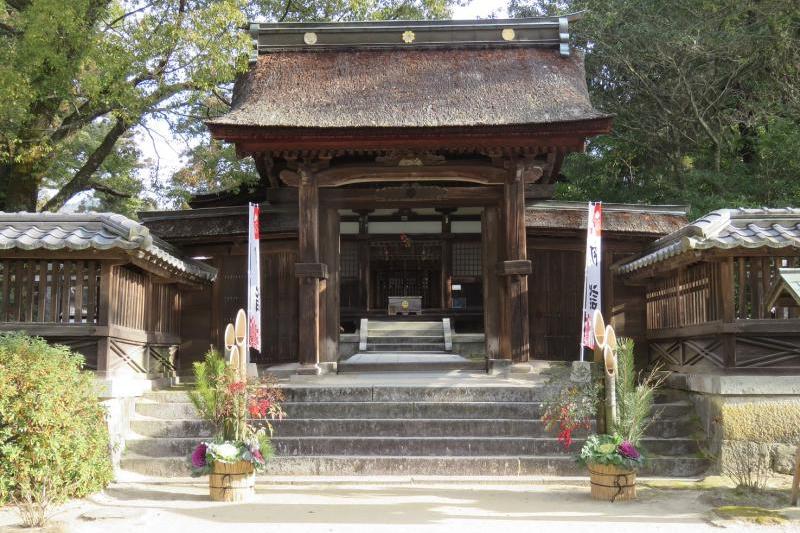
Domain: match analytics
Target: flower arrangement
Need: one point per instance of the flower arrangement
(232, 406)
(635, 396)
(570, 408)
(610, 450)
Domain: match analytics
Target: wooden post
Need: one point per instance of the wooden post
(490, 251)
(363, 259)
(517, 266)
(309, 270)
(447, 259)
(728, 309)
(106, 304)
(330, 248)
(796, 480)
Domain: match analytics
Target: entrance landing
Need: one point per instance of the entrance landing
(407, 346)
(409, 362)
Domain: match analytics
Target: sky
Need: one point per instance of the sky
(164, 151)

+ + + + +

WORK ORDER → Retype, in the same exact form, the lines of the material above from the line holding "Need: one point per instance of the flower" through the line holding "Target: entrance landing".

RESPONSE TO THIS TASK →
Need: one point per instance of the flower arrangement
(232, 406)
(635, 396)
(570, 408)
(610, 450)
Domain: match analytics
Target: wooden post
Need: one point per instance of the wooden post
(490, 251)
(363, 259)
(517, 266)
(309, 270)
(447, 259)
(728, 309)
(106, 304)
(330, 248)
(796, 480)
Domain: match analytics
Target: entrance landing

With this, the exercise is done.